Content starts
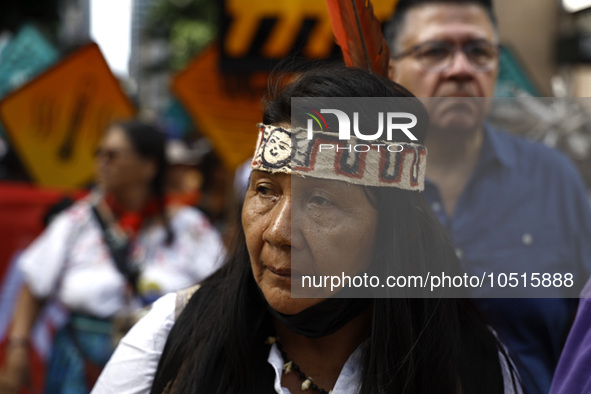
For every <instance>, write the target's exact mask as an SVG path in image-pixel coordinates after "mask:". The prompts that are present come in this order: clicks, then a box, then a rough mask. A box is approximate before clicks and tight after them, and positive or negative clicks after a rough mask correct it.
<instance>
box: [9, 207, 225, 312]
mask: <svg viewBox="0 0 591 394" xmlns="http://www.w3.org/2000/svg"><path fill="white" fill-rule="evenodd" d="M170 226H171V228H172V231H173V233H174V241H173V243H172V244H171V245H166V242H165V241H166V231H165V229H164V226H163V225H161V224H155V225H153V226H149V227H147V228H145V229H142V230H141V231H140V233H139V235H138V237H137V239H136V240H135V241H134V242H133V246H132V251H131V256H132V259H133V261H137V262H138V264H139V266H140V276H139V278H138V289H139V291H140V293H141V294H142V295H143V296H145V297H144V298H152V299H154V300H155V299H157V298H158V297H160V296H162V295H163V294H166V293H169V292H173V291H176V290H179V289H182V288H185V287H189V286H192V285H194V284H195V283H198V282H200V281H202V280H203V279H205V278H206V277H207V276H209V275H210V274H212V273H213V272H214V271H215V270H217V269H218V268H219V267H220V265H221V264H222V262H223V258H224V254H225V251H224V247H223V243H222V240H221V237H220V235H219V234H218V232H217V231H216V230H215V229H214V228H213V226H212V225H211V224H210V223H209V221H208V220H207V218H206V217H205V215H204V214H203V213H201V212H200V211H198V210H196V209H194V208H190V207H180V208H179V209H178V210H177V211H176V212H175V213H174V215H173V216H172V217H171V218H170ZM19 268H20V269H21V270H22V272H23V274H24V278H25V281H26V283H27V284H28V286H29V288H30V289H31V291H32V292H33V294H34V295H35V296H37V297H40V298H47V297H49V296H55V297H56V298H57V299H58V300H59V301H60V302H61V303H63V304H64V305H65V306H66V307H67V308H68V309H70V310H72V311H76V312H80V313H87V314H91V315H93V316H97V317H109V316H113V315H114V314H116V313H117V312H120V311H121V310H122V308H125V307H126V306H128V305H127V303H128V300H127V299H126V297H128V296H127V294H129V290H128V289H127V287H128V286H127V282H126V279H125V278H124V276H123V275H122V274H121V273H120V272H119V270H118V269H117V267H116V265H115V262H114V261H113V260H112V258H111V255H110V253H109V249H108V248H107V246H106V244H105V243H104V241H103V234H102V230H101V228H100V225H99V224H98V222H97V220H96V218H95V217H94V216H93V213H92V210H91V205H90V202H89V201H87V200H83V201H80V202H78V203H76V204H74V205H73V206H72V207H71V208H69V209H68V210H66V211H65V212H63V213H61V214H60V215H58V216H57V217H56V218H55V219H54V220H53V222H52V223H51V224H50V226H49V227H48V228H47V229H46V230H45V231H44V232H43V234H41V235H40V236H39V237H38V238H37V239H36V240H35V241H34V242H33V243H32V244H31V245H30V246H29V248H27V249H26V250H25V251H24V252H23V254H22V255H21V257H20V259H19Z"/></svg>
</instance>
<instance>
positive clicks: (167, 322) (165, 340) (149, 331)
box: [121, 293, 177, 351]
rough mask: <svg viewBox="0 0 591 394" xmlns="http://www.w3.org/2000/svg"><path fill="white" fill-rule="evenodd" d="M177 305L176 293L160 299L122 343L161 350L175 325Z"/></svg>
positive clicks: (137, 347)
mask: <svg viewBox="0 0 591 394" xmlns="http://www.w3.org/2000/svg"><path fill="white" fill-rule="evenodd" d="M176 304H177V294H176V293H169V294H166V295H164V296H162V297H160V298H159V299H158V300H156V301H155V302H154V303H153V304H152V305H151V307H150V308H149V310H148V311H147V313H146V314H145V316H144V317H142V318H141V319H140V320H139V321H138V322H137V323H136V324H135V325H134V326H133V327H132V328H131V330H129V332H128V333H127V334H126V335H125V336H124V337H123V338H122V339H121V342H122V343H124V344H127V345H131V346H134V347H135V348H140V349H152V350H155V351H156V350H158V349H161V348H162V347H163V346H164V343H165V342H166V339H167V338H168V334H169V332H170V330H171V329H172V326H173V325H174V321H175V309H176Z"/></svg>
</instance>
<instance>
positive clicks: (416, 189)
mask: <svg viewBox="0 0 591 394" xmlns="http://www.w3.org/2000/svg"><path fill="white" fill-rule="evenodd" d="M258 127H259V137H258V141H257V145H256V149H255V154H254V159H253V161H252V164H251V168H252V169H253V170H259V171H266V172H270V173H284V174H291V175H299V176H303V177H311V178H319V179H331V180H336V181H343V182H347V183H351V184H356V185H363V186H381V187H397V188H399V189H404V190H412V191H422V190H423V189H424V186H425V167H426V164H427V148H425V147H424V146H423V145H420V144H413V143H406V142H391V141H383V140H379V141H375V142H369V141H362V140H357V139H356V138H353V139H351V140H349V141H343V140H339V139H338V134H336V133H327V132H324V131H314V132H312V133H309V132H308V130H306V129H304V128H299V127H298V128H294V129H289V128H284V127H280V126H272V125H265V124H262V123H259V124H258ZM354 142H355V143H354Z"/></svg>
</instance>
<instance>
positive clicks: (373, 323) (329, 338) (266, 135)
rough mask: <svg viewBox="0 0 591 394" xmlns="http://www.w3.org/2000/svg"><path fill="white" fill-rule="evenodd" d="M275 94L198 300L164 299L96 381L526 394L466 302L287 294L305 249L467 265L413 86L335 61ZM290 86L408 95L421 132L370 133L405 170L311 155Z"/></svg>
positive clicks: (128, 390)
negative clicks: (232, 252)
mask: <svg viewBox="0 0 591 394" xmlns="http://www.w3.org/2000/svg"><path fill="white" fill-rule="evenodd" d="M270 94H271V98H270V99H269V100H268V101H267V103H266V106H265V110H264V116H263V123H264V124H261V125H260V135H259V142H258V144H257V148H256V151H255V155H254V159H253V162H252V169H253V172H252V174H251V177H250V181H249V187H248V191H247V193H246V198H245V202H244V206H243V209H242V228H241V231H240V232H239V234H238V237H237V239H236V242H235V244H234V252H233V254H232V255H231V256H230V258H229V259H228V262H227V263H226V264H225V265H224V266H223V267H222V268H221V269H220V270H219V271H217V272H216V273H215V274H214V275H212V276H211V277H210V278H208V279H207V280H205V281H204V282H203V283H202V285H201V286H200V287H199V289H197V290H196V291H195V292H194V294H193V295H192V296H191V297H190V300H189V301H188V303H186V302H185V297H186V296H187V293H178V294H170V295H167V296H165V297H163V298H161V299H160V300H159V301H157V302H156V303H155V304H154V307H153V308H152V310H151V312H150V313H149V314H148V315H147V316H146V317H144V319H142V320H141V321H140V322H139V323H138V324H137V325H136V326H135V327H133V328H132V330H131V331H130V332H129V333H128V335H127V336H126V337H125V338H123V340H122V341H121V343H120V345H119V347H118V349H117V350H116V351H115V353H114V355H113V357H112V358H111V360H110V361H109V363H108V365H107V367H106V368H105V370H104V371H103V373H102V375H101V377H100V378H99V381H98V382H97V385H96V386H95V388H94V390H93V393H111V392H117V393H148V392H150V393H153V394H156V393H157V394H160V393H187V394H188V393H207V394H222V393H223V394H226V393H251V394H264V393H293V394H295V393H302V392H319V393H329V392H332V393H335V394H337V393H340V394H353V393H364V394H376V393H450V394H459V393H463V394H468V393H478V394H482V393H515V392H520V390H519V384H518V382H517V379H516V377H515V376H514V374H513V373H512V371H511V367H510V362H509V361H508V359H507V357H506V355H505V354H504V352H503V350H502V346H501V345H500V344H499V343H498V341H497V339H496V338H495V336H494V334H493V333H492V332H491V331H490V330H489V329H488V328H487V326H486V325H485V324H484V322H483V321H482V320H481V319H480V318H479V316H478V315H477V314H476V313H475V311H474V309H473V307H472V305H471V304H470V302H469V301H467V300H459V299H446V298H369V299H367V298H334V297H331V298H327V297H326V296H325V297H322V296H319V297H317V298H294V297H292V293H291V291H292V286H293V283H292V282H293V281H296V283H297V281H301V280H302V278H301V276H300V274H301V272H302V271H300V272H299V273H298V272H296V271H297V270H298V269H297V268H293V267H294V261H300V262H301V261H306V262H312V263H315V264H314V269H317V270H320V271H322V270H324V269H325V268H326V267H327V266H332V267H333V268H335V267H337V268H338V270H341V271H343V272H353V273H358V274H361V272H362V271H364V270H365V269H366V268H368V267H369V269H370V270H371V269H372V268H375V267H384V268H385V270H386V271H389V272H392V271H394V272H398V273H399V274H401V275H403V274H408V273H409V272H417V270H418V271H419V272H420V273H422V274H426V273H427V271H428V270H431V271H432V272H441V271H445V272H447V273H449V272H453V271H456V270H457V269H458V267H459V266H458V264H459V263H458V261H457V258H456V257H455V253H454V250H453V248H452V247H451V246H450V243H449V242H448V241H447V239H446V237H445V235H444V231H443V229H442V228H441V226H440V225H439V224H438V222H437V220H436V219H435V218H434V217H433V216H432V214H431V213H430V210H429V208H428V206H427V204H426V202H425V200H424V198H423V196H422V193H421V191H422V189H423V186H424V185H423V182H424V159H425V155H426V152H425V148H424V147H423V146H422V145H420V144H421V143H422V141H424V138H425V133H426V130H427V122H426V121H425V120H426V119H427V115H426V112H425V109H424V108H423V106H422V105H421V104H420V102H419V101H418V100H417V99H416V98H414V97H413V96H412V94H411V93H409V92H408V91H407V90H406V89H404V88H402V87H401V86H399V85H396V84H394V83H392V82H390V81H387V80H384V79H382V78H379V77H376V76H374V75H371V74H368V73H367V72H365V71H362V70H357V69H349V68H345V67H330V68H326V69H318V70H313V71H309V72H305V73H303V74H302V75H299V76H298V77H297V79H296V80H295V82H292V83H291V84H289V85H287V86H286V87H285V88H282V89H280V90H279V91H277V92H271V93H270ZM294 97H306V98H322V97H385V98H391V97H403V98H405V100H404V101H403V105H402V106H401V107H397V108H391V110H392V111H401V110H402V111H403V112H404V111H407V112H410V113H412V114H414V115H416V117H417V118H418V119H420V121H419V123H418V125H417V126H416V127H415V128H413V133H414V135H415V136H417V137H418V141H416V142H413V141H408V140H407V139H406V138H404V135H402V133H400V135H396V136H394V139H395V140H394V141H388V140H384V139H380V140H377V141H372V142H371V143H380V144H382V145H381V146H382V149H386V148H385V147H386V146H387V147H390V148H393V149H392V150H391V152H397V153H394V154H393V156H392V157H391V159H392V160H398V159H400V160H401V162H400V163H401V164H400V166H401V167H400V168H399V169H401V171H402V172H401V173H404V174H406V175H404V176H402V177H400V178H398V180H397V181H393V180H392V179H389V180H388V179H385V178H384V177H382V173H381V170H380V166H379V165H375V166H374V165H370V164H369V162H368V160H369V159H368V157H369V156H372V157H374V158H379V157H378V156H379V155H375V151H374V152H372V153H371V154H370V153H368V155H367V156H364V157H365V158H364V159H363V160H365V164H366V165H365V167H364V172H362V175H359V174H358V175H359V176H356V177H354V176H351V175H353V174H351V173H347V171H349V170H347V166H346V164H347V163H356V161H355V160H354V159H355V157H354V155H353V156H349V157H348V158H349V159H351V161H350V162H349V161H347V160H345V159H344V157H345V156H344V155H343V156H342V157H343V160H334V159H331V160H325V159H323V158H322V157H321V153H319V152H314V153H313V152H312V151H310V150H309V149H310V145H305V139H306V138H305V135H306V130H305V129H304V128H303V127H306V123H305V120H306V119H305V118H304V119H302V118H299V120H296V121H295V122H293V121H292V118H291V116H292V115H294V110H293V108H292V107H291V99H292V98H294ZM321 108H324V107H321ZM360 113H362V112H360ZM296 115H297V114H296ZM361 116H363V115H361ZM327 118H328V117H327ZM366 120H367V119H362V120H361V121H360V124H361V126H360V127H362V130H365V129H369V126H368V125H367V123H363V122H365V121H366ZM290 125H291V126H290ZM326 129H327V130H332V133H331V132H329V131H327V130H323V131H315V137H318V138H319V139H320V141H323V142H325V143H328V142H329V141H332V142H333V143H338V139H337V137H338V135H337V134H335V132H334V131H335V130H338V127H334V124H330V123H329V124H328V126H327V127H326ZM372 130H374V128H373V127H372ZM302 136H304V137H303V139H302V138H301V137H302ZM397 138H398V139H397ZM294 141H300V142H301V141H304V144H303V145H298V146H297V147H296V146H293V142H294ZM312 145H313V144H312ZM394 145H395V146H394ZM399 147H404V149H403V151H399V149H398V148H399ZM312 149H313V148H312ZM312 157H313V159H310V160H307V158H312ZM296 158H298V159H302V160H299V161H298V162H297V165H296ZM366 159H367V160H366ZM312 162H314V163H315V164H311V163H312ZM345 162H346V163H345ZM337 163H341V164H343V163H345V164H343V165H340V164H337ZM374 164H375V163H374ZM314 165H315V167H314ZM337 165H339V168H337V167H335V166H337ZM414 166H416V168H415V167H414ZM413 168H414V170H416V171H414V170H413ZM409 174H414V175H416V178H414V177H413V176H409ZM292 269H294V270H293V271H292ZM300 269H301V268H300ZM360 269H361V270H362V271H360ZM376 270H377V271H379V268H376ZM296 286H297V284H296ZM341 291H345V290H344V289H342V290H341ZM403 292H404V290H403ZM190 294H191V293H189V295H190ZM185 303H186V306H184V305H185ZM183 306H184V308H183Z"/></svg>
Content ends
EXERCISE DESCRIPTION:
Set down, exactly as they appear above, all lines from the one that has "94L198 300L164 299L96" down to the one that has "positive clicks: (128, 390)", including those two and no others.

WRITTEN SOLUTION:
rough mask: <svg viewBox="0 0 591 394" xmlns="http://www.w3.org/2000/svg"><path fill="white" fill-rule="evenodd" d="M275 94L198 300L164 299L96 381L526 394L466 302L287 294L305 249L467 265L413 86L335 61ZM290 86L408 95L421 132L370 133L405 170L311 155Z"/></svg>
positive clicks: (128, 390)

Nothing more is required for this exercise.